(Entries provided):
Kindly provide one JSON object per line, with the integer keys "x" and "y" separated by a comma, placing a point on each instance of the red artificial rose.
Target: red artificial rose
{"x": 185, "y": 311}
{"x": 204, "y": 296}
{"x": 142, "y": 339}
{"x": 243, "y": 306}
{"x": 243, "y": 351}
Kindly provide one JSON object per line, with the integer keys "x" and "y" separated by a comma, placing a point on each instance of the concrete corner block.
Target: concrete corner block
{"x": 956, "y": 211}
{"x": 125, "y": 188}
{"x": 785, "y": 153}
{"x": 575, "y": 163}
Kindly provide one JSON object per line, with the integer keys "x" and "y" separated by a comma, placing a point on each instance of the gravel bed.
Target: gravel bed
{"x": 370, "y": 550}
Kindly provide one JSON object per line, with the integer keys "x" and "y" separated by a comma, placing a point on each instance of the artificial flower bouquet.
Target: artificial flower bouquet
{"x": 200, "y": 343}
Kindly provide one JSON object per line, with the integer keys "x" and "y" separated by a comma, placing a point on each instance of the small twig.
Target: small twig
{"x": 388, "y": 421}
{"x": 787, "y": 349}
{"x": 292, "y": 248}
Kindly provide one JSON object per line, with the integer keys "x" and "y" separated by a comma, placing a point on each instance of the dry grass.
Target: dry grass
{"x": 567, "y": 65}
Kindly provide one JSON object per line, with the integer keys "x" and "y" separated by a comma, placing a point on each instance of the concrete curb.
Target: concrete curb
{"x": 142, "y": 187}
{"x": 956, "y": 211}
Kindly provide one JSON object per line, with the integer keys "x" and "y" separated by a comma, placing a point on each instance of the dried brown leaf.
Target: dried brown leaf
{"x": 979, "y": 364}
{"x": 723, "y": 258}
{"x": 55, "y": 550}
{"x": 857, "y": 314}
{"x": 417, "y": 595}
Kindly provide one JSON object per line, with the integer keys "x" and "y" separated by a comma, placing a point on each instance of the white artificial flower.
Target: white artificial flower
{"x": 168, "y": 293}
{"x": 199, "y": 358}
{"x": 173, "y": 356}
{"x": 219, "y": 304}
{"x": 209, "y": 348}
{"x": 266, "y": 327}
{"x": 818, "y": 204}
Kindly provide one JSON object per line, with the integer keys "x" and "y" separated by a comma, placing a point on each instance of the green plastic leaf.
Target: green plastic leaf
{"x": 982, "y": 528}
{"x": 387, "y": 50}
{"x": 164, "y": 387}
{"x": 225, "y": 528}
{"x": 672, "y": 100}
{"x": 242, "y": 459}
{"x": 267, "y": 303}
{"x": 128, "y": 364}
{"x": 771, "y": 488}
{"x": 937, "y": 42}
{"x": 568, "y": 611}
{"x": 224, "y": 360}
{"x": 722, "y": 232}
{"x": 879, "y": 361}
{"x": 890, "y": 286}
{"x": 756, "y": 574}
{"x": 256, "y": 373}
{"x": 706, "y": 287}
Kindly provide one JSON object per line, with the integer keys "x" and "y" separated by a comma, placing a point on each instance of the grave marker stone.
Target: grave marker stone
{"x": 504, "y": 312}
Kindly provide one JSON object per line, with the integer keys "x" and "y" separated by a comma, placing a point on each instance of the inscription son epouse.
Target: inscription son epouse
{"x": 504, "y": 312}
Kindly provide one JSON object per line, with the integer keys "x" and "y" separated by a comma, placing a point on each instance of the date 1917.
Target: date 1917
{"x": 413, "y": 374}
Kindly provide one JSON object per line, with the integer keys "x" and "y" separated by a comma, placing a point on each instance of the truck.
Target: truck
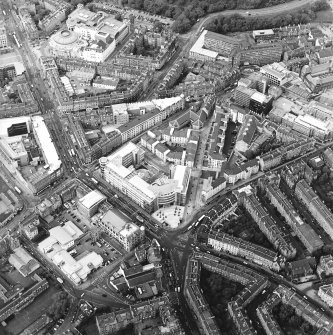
{"x": 17, "y": 190}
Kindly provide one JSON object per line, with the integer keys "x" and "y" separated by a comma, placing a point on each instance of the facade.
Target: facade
{"x": 96, "y": 26}
{"x": 239, "y": 247}
{"x": 3, "y": 37}
{"x": 325, "y": 293}
{"x": 88, "y": 205}
{"x": 317, "y": 208}
{"x": 128, "y": 234}
{"x": 277, "y": 75}
{"x": 272, "y": 231}
{"x": 303, "y": 231}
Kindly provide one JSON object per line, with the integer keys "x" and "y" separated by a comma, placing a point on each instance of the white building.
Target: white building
{"x": 88, "y": 205}
{"x": 276, "y": 74}
{"x": 96, "y": 26}
{"x": 23, "y": 261}
{"x": 199, "y": 53}
{"x": 122, "y": 229}
{"x": 326, "y": 294}
{"x": 76, "y": 270}
{"x": 3, "y": 36}
{"x": 62, "y": 237}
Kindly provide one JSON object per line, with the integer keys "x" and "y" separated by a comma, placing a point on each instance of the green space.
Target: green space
{"x": 218, "y": 291}
{"x": 237, "y": 23}
{"x": 31, "y": 313}
{"x": 323, "y": 185}
{"x": 290, "y": 323}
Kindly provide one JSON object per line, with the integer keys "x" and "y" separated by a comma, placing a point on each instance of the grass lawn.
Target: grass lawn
{"x": 31, "y": 313}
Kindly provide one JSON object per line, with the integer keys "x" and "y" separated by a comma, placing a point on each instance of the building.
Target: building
{"x": 3, "y": 37}
{"x": 263, "y": 35}
{"x": 37, "y": 326}
{"x": 77, "y": 269}
{"x": 303, "y": 231}
{"x": 31, "y": 231}
{"x": 303, "y": 268}
{"x": 246, "y": 133}
{"x": 325, "y": 265}
{"x": 120, "y": 227}
{"x": 48, "y": 206}
{"x": 52, "y": 169}
{"x": 119, "y": 171}
{"x": 317, "y": 208}
{"x": 23, "y": 262}
{"x": 60, "y": 237}
{"x": 277, "y": 75}
{"x": 198, "y": 52}
{"x": 24, "y": 299}
{"x": 88, "y": 205}
{"x": 266, "y": 224}
{"x": 225, "y": 46}
{"x": 109, "y": 323}
{"x": 325, "y": 293}
{"x": 96, "y": 26}
{"x": 239, "y": 247}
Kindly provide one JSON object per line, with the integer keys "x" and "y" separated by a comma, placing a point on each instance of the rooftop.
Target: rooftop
{"x": 92, "y": 198}
{"x": 49, "y": 151}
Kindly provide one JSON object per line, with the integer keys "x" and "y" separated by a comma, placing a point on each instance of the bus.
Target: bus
{"x": 17, "y": 190}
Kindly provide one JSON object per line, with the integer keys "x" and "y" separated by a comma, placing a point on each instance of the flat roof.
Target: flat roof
{"x": 49, "y": 151}
{"x": 263, "y": 32}
{"x": 61, "y": 235}
{"x": 118, "y": 222}
{"x": 258, "y": 96}
{"x": 7, "y": 123}
{"x": 92, "y": 198}
{"x": 12, "y": 59}
{"x": 198, "y": 47}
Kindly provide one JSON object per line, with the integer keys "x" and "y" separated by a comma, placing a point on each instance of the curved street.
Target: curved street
{"x": 274, "y": 10}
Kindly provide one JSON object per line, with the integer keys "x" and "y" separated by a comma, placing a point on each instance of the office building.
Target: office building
{"x": 88, "y": 205}
{"x": 23, "y": 262}
{"x": 121, "y": 228}
{"x": 277, "y": 74}
{"x": 60, "y": 237}
{"x": 96, "y": 26}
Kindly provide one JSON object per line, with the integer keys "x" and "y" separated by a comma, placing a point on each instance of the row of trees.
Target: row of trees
{"x": 186, "y": 12}
{"x": 290, "y": 322}
{"x": 218, "y": 291}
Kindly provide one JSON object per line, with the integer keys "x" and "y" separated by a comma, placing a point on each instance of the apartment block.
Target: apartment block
{"x": 317, "y": 208}
{"x": 303, "y": 231}
{"x": 252, "y": 252}
{"x": 267, "y": 225}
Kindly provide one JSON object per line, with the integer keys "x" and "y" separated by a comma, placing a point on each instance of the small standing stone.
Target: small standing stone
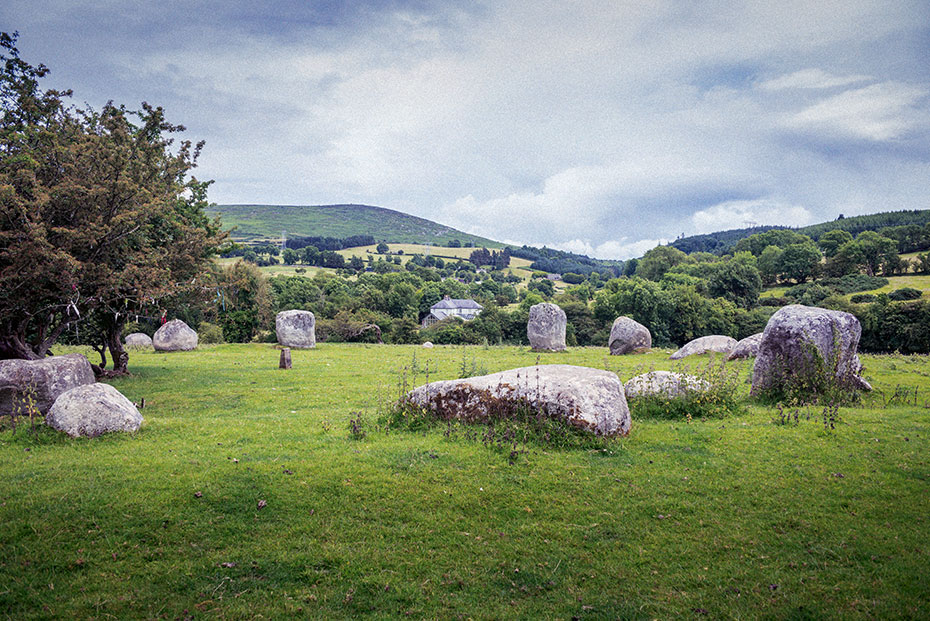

(Instructions for the task): Although the records contain pictures, print only the rest, exactly as written.

(Answer):
Kindly provide one JSON object per line, with the integer keys "x" and "y" separated by a comma, placing a point on each instance of the red artificial rose.
Target: red artificial rose
{"x": 185, "y": 311}
{"x": 204, "y": 296}
{"x": 142, "y": 339}
{"x": 243, "y": 306}
{"x": 243, "y": 351}
Kindly provide one JSON object per line, with the integer keys "x" and "y" separated by a comma, placing a point on each instance of the concrete corner block.
Target: concrete corner block
{"x": 956, "y": 211}
{"x": 125, "y": 188}
{"x": 785, "y": 153}
{"x": 575, "y": 163}
Kindly provide one JSON object per line, with the integer keys "x" and "y" separated by a comma, placing a point on each instance of the gravel bed.
Target: gravel bed
{"x": 370, "y": 550}
Kindly provide one JSON object per line, with the integer keys "x" and "y" separated by a comma, placing a point on each instance of the artificial flower bouquet.
Target: artificial flower bouquet
{"x": 200, "y": 343}
Kindly provide one JSON object per line, with the integer keys "x" and "y" separated by a comma, placing a point on each instance of the small twig.
Target: small twig
{"x": 388, "y": 421}
{"x": 787, "y": 349}
{"x": 292, "y": 248}
Kindly provide one JSON object per line, with the integer keys "x" and "y" separated by a comma, placing a point on each instance of the dry grass.
Target: dry grass
{"x": 567, "y": 65}
Kindly provide one JSON object per line, with the integer keys "x" and "y" separated by a comma, placing a point on each instance of the concrete curb.
Target: concrete curb
{"x": 142, "y": 187}
{"x": 956, "y": 211}
Kindly provide one JSON object per line, with the integer keys "x" and "y" separated by a comma, placing a point on each instance of the dried brown leaf.
Target: dried brown leaf
{"x": 979, "y": 364}
{"x": 723, "y": 258}
{"x": 55, "y": 550}
{"x": 857, "y": 314}
{"x": 417, "y": 595}
Kindly provide one JSON object per line, with the integer keys "x" and "y" separated by a comma, placing a point on each instance of the white artificial flower.
Target: white artificial flower
{"x": 168, "y": 293}
{"x": 199, "y": 358}
{"x": 173, "y": 356}
{"x": 219, "y": 304}
{"x": 209, "y": 348}
{"x": 266, "y": 327}
{"x": 818, "y": 204}
Kindly provide one JSON object per line, with the integer keys "x" and "y" separated by a comma, placing a point on each instance of the green plastic leaf.
Target: green plastic leaf
{"x": 982, "y": 528}
{"x": 387, "y": 50}
{"x": 164, "y": 387}
{"x": 225, "y": 528}
{"x": 672, "y": 100}
{"x": 242, "y": 459}
{"x": 267, "y": 303}
{"x": 128, "y": 364}
{"x": 771, "y": 488}
{"x": 937, "y": 42}
{"x": 568, "y": 611}
{"x": 224, "y": 360}
{"x": 722, "y": 232}
{"x": 879, "y": 361}
{"x": 890, "y": 286}
{"x": 756, "y": 574}
{"x": 256, "y": 373}
{"x": 706, "y": 287}
Kindly provide one JSON object per line, with the integer keys "x" and "y" separated by a comma, placing a point on each instance of the grave marker stone.
Target: grave marker stone
{"x": 504, "y": 312}
Kindly provide one JSON object per line, with the integer keys "x" and "y" separated by a comma, placing a point on each instance of the inscription son epouse.
Target: inscription son epouse
{"x": 504, "y": 312}
Kindly provide one JSON object per line, with the integer keys "x" and "y" separated by a comma, placing a point on each instance of the date 1917.
Target: date 1917
{"x": 413, "y": 374}
Kindly provide one JSON object per line, with the integer keys "x" and "y" separated by a comma, placing a point on each instance of the truck.
Target: truck
{"x": 17, "y": 190}
Kindly provide one JSON object per line, with the integer keys "x" and "y" separated by a comma, placing a point on each instance of the facade.
Target: facade
{"x": 96, "y": 26}
{"x": 239, "y": 247}
{"x": 3, "y": 37}
{"x": 325, "y": 293}
{"x": 88, "y": 205}
{"x": 317, "y": 208}
{"x": 128, "y": 234}
{"x": 277, "y": 75}
{"x": 272, "y": 231}
{"x": 303, "y": 231}
Kindly provide one JSON object per line, with the integer keys "x" and "y" separated by a comma, placing a point on each instance of the white building.
Target: white building
{"x": 88, "y": 205}
{"x": 276, "y": 74}
{"x": 96, "y": 26}
{"x": 23, "y": 261}
{"x": 199, "y": 53}
{"x": 122, "y": 229}
{"x": 326, "y": 294}
{"x": 76, "y": 270}
{"x": 3, "y": 36}
{"x": 62, "y": 237}
Kindly provide one JSON object per line, with the integer keys "x" and "y" separated by a comma, placing a point on each instance of the green space.
Target: green space
{"x": 218, "y": 291}
{"x": 237, "y": 23}
{"x": 31, "y": 313}
{"x": 323, "y": 185}
{"x": 290, "y": 323}
Kindly provide one JSON object per line, with the integer keys "x" and "y" separated by a comma, placing a point on each instance of the grass lawn.
Target: grass lawn
{"x": 31, "y": 313}
Kindly provide one JSON object per line, with the integer keys "x" and "y" separated by a comma, placing a point on each instance of the building.
Target: building
{"x": 3, "y": 37}
{"x": 263, "y": 35}
{"x": 37, "y": 326}
{"x": 77, "y": 269}
{"x": 303, "y": 231}
{"x": 31, "y": 231}
{"x": 303, "y": 268}
{"x": 246, "y": 133}
{"x": 325, "y": 265}
{"x": 120, "y": 227}
{"x": 48, "y": 206}
{"x": 52, "y": 169}
{"x": 119, "y": 171}
{"x": 317, "y": 208}
{"x": 23, "y": 262}
{"x": 60, "y": 237}
{"x": 277, "y": 75}
{"x": 198, "y": 52}
{"x": 24, "y": 299}
{"x": 88, "y": 205}
{"x": 266, "y": 224}
{"x": 225, "y": 46}
{"x": 109, "y": 323}
{"x": 325, "y": 293}
{"x": 96, "y": 26}
{"x": 239, "y": 247}
Kindly provide one JSON object per line, with the integer keys "x" and "y" separated by a comma, placing a point on each instance of the rooftop.
Target: rooftop
{"x": 92, "y": 198}
{"x": 49, "y": 151}
Kindly provide one JSON object per line, with the integer keys "x" and "y" separated by a comma, placing a point on each instance of the bus.
Target: bus
{"x": 17, "y": 190}
Kindly provide one JSON object per line, with the integer keys "x" and "y" separated by a comma, placing a point on each instance of the flat roof.
Target: flat roof
{"x": 49, "y": 151}
{"x": 263, "y": 32}
{"x": 61, "y": 235}
{"x": 118, "y": 222}
{"x": 258, "y": 96}
{"x": 7, "y": 123}
{"x": 92, "y": 198}
{"x": 12, "y": 59}
{"x": 198, "y": 47}
Kindly provide one JSON object per line, with the integer keys "x" and "y" separated by a comma, placing a point on each instance of the curved street.
Target: curved street
{"x": 274, "y": 10}
Kindly provide one JSON object per line, with the integer keys "x" and "y" separated by a comma, placing a point on each instance of the office building.
Target: office building
{"x": 88, "y": 205}
{"x": 23, "y": 262}
{"x": 121, "y": 228}
{"x": 277, "y": 74}
{"x": 60, "y": 237}
{"x": 96, "y": 26}
Kindly provide one JSON object per line, with the integer keys "x" and "y" separated by a comma, placing a point on each instance of the row of trees.
Target: row of trees
{"x": 186, "y": 12}
{"x": 290, "y": 322}
{"x": 218, "y": 291}
Kindly provide one JSON object per line, with the integer keys "x" and "y" separated by a comma, placing a point on each instance of the apartment block.
Target: apartment block
{"x": 317, "y": 208}
{"x": 303, "y": 231}
{"x": 252, "y": 252}
{"x": 267, "y": 225}
Kindly provide one JSON object per line, with the integer keys "x" and "y" separated by a comma, placing a point on each instance of the small standing stone.
Target: small standing stone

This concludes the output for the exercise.